SOURCE MATERIAL: Begin

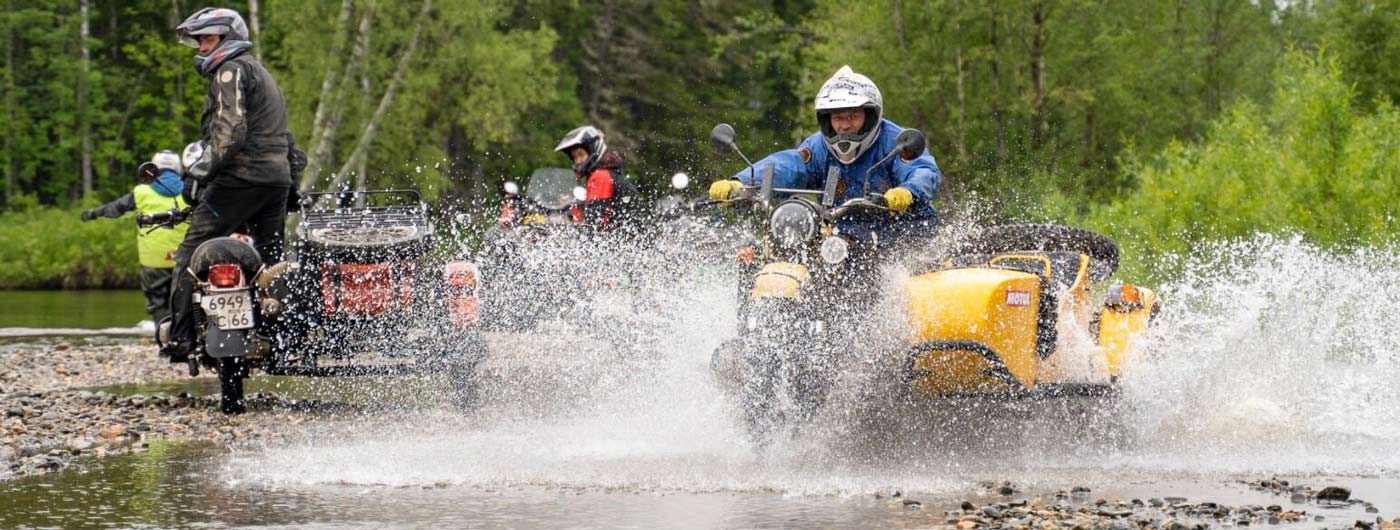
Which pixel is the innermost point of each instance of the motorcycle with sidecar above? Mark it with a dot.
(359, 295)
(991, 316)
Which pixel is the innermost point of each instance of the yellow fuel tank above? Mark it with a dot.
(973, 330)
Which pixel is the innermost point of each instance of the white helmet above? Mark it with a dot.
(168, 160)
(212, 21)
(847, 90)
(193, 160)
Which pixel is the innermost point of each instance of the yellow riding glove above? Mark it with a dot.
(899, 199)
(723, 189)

SOURCE MATERIAL: End
SOURCE MATERIAL: Begin

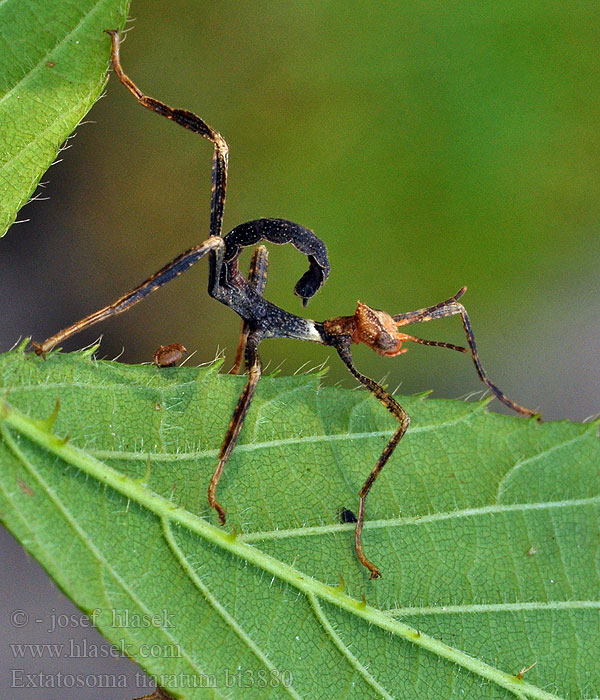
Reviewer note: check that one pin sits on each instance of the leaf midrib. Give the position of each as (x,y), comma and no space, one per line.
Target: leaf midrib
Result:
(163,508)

SOURCE MATERIAL: End
SOURCE MATERIAL: Begin

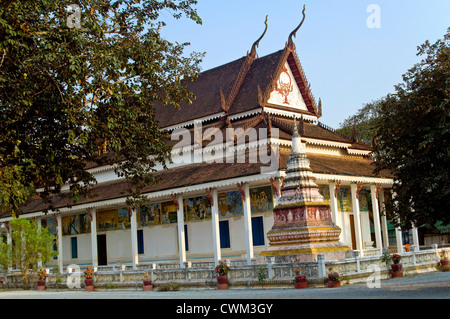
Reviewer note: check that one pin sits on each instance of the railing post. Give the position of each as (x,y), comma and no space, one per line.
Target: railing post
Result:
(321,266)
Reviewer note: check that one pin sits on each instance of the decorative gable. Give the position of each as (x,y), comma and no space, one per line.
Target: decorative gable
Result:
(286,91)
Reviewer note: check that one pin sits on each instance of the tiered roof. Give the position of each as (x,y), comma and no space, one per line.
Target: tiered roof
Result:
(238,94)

SOURCE MATERIAL: End

▶ _ASSIGNMENT_
Whenever a line in the material above holds the string "gable", copy that line in full.

▶ _TASK SOLUTION_
Reviewer note: check that one pin sits on each instance of the decorative gable. Give the position of each as (x,y), comma and no space, one per line.
Target: decorative gable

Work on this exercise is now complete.